■ Exercices
**a.** Traduisez en anglais la phrase suivante du passage sur Platon : « En morale, il pressent l'avenir; en politique, il ne regarde que le passé. »
**b.** Renommez « instance » en « occurrence » dans la liste, sans rien modifier d'autre. Commencez à la ligne qui contient « Where can the brick » et arrêtez-vous après celle qui contient « Where can the utility », puis reproduisez uniquement ces lignes.

■ Texte extrait
● ● ●
En résumé, Platon est un moraliste plus qu'un politique. Le principe de sa morale est vrai : c'est que l'idée du bien, ou Dieu, est la fin suprême des actions humaines. Le principe de sa politique est faux : c'est que l'État est le maître absolu des citoyens. On fera bien peu de progrès sur sa morale, si ce n'est dans les applications et dans les méthodes. Mais sa politique est l'opposé de la politique véritable. En morale, il pressent l'avenir; en politique, il ne regarde que le passé. Son idéal moral est encore le nôtre; son idéal politique est l'image immobile d'une société éteinte et disparue. Comment a-t-il pu être si grand en morale et se tromper à ce point en politique? C'est qu'il a confondu les deux sciences, et n'a vu dans l'une que l'application de l'autre.
● ● ●
■ Données présentées

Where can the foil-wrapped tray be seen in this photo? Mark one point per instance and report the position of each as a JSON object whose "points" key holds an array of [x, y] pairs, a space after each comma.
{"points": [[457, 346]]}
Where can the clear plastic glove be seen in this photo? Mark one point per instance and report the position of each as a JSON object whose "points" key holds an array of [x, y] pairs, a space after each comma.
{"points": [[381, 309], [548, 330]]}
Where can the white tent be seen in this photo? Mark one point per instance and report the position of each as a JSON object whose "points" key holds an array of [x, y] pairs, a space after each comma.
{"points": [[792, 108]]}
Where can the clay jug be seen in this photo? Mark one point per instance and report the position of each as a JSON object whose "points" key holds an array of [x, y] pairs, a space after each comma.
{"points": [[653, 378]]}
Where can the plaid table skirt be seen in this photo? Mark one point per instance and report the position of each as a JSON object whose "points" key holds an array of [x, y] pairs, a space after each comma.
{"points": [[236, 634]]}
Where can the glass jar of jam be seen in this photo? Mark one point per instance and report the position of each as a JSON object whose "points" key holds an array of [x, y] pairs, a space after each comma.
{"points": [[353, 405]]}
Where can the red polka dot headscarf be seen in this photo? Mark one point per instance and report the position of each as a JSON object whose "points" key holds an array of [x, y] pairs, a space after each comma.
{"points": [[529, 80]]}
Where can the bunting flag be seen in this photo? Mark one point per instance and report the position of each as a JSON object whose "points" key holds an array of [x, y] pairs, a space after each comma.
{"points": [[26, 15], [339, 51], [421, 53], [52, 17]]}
● ● ●
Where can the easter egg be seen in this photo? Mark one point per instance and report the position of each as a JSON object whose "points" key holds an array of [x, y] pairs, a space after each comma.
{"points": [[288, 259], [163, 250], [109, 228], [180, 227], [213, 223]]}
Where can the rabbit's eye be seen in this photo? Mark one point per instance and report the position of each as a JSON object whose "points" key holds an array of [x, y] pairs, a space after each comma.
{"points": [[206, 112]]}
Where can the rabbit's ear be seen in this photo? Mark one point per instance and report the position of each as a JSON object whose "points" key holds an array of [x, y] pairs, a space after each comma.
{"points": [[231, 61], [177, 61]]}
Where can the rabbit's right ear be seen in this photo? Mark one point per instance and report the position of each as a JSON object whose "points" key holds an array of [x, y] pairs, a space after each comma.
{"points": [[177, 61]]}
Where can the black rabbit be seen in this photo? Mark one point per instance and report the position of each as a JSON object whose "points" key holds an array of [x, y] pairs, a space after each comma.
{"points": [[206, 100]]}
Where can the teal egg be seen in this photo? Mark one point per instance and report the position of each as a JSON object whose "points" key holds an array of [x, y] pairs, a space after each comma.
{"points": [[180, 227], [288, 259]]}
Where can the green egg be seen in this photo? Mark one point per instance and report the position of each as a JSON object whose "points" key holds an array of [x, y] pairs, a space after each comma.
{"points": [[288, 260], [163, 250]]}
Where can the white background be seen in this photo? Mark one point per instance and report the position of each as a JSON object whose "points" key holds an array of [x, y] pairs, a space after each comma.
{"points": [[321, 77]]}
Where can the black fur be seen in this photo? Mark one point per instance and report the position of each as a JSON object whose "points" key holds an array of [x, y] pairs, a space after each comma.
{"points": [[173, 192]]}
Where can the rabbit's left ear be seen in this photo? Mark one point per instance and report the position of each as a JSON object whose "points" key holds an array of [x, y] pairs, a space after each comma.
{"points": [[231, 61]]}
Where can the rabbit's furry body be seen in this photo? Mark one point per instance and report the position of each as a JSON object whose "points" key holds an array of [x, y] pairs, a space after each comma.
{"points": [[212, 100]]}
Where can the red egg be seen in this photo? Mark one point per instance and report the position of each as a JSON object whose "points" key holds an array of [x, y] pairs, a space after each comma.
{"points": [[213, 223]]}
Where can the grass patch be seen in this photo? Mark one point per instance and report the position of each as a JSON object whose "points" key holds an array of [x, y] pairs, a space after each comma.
● ● ●
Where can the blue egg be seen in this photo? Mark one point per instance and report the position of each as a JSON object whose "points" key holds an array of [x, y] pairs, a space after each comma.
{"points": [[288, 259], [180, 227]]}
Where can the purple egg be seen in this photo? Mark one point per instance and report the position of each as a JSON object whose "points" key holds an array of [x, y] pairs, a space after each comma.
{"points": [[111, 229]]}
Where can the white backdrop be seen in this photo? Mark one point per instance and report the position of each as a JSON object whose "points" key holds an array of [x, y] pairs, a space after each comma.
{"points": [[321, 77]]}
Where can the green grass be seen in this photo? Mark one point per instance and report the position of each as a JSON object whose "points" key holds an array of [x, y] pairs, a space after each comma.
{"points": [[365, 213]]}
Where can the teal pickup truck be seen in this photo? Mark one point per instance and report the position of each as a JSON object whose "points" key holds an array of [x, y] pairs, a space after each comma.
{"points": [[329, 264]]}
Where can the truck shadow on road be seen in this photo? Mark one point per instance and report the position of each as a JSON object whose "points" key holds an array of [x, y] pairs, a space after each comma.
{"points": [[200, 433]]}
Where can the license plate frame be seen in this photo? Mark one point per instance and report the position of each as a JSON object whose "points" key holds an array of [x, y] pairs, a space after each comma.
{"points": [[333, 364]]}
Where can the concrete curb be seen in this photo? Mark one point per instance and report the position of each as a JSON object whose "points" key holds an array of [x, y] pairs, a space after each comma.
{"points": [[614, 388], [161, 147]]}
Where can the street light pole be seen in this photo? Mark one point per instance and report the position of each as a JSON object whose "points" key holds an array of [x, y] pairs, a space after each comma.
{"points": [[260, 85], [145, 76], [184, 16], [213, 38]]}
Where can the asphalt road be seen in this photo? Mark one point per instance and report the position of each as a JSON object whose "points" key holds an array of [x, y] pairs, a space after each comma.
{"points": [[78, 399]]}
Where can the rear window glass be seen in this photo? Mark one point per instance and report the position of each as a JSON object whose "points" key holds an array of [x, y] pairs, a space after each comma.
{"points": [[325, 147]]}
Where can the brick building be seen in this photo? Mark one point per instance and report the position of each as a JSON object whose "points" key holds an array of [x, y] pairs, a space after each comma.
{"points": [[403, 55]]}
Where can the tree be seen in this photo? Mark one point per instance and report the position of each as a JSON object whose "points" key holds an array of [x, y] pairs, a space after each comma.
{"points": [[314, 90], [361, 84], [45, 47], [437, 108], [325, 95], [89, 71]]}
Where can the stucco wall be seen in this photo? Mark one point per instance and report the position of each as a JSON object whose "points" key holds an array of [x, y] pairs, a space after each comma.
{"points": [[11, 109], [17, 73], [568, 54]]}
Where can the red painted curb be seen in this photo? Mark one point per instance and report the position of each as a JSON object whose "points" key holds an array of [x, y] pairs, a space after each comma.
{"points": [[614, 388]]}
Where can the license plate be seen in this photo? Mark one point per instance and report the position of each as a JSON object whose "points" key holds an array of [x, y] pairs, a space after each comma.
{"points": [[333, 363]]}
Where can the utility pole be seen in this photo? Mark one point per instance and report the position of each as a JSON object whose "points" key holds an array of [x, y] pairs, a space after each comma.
● ● ●
■ Réponses finales
**a.** In morality, he foresees the future; in politics, he looks only to the past.

**b.**
Where can the brick building be seen in this photo? Mark one point per occurrence and report the position of each as a JSON object whose "points" key holds an array of [x, y] pairs, a space after each comma.
{"points": [[403, 55]]}
Where can the tree be seen in this photo? Mark one point per occurrence and report the position of each as a JSON object whose "points" key holds an array of [x, y] pairs, a space after each comma.
{"points": [[314, 90], [361, 84], [45, 47], [437, 108], [325, 95], [89, 71]]}
Where can the stucco wall be seen in this photo? Mark one point per occurrence and report the position of each as a JSON object whose "points" key holds an array of [x, y] pairs, a space after each comma.
{"points": [[11, 109], [17, 73], [568, 54]]}
Where can the red painted curb be seen in this photo? Mark one point per occurrence and report the position of each as a JSON object whose "points" key holds an array of [x, y] pairs, a space after each comma.
{"points": [[614, 388]]}
Where can the license plate be seen in this photo? Mark one point per occurrence and report the position of each as a JSON object whose "points" key holds an array of [x, y] pairs, a space after each comma.
{"points": [[333, 363]]}
Where can the utility pole be seen in this photo? Mark one point per occurrence and report the position of each as a JSON object whose "points" key holds an array of [x, y] pairs, a space after each comma.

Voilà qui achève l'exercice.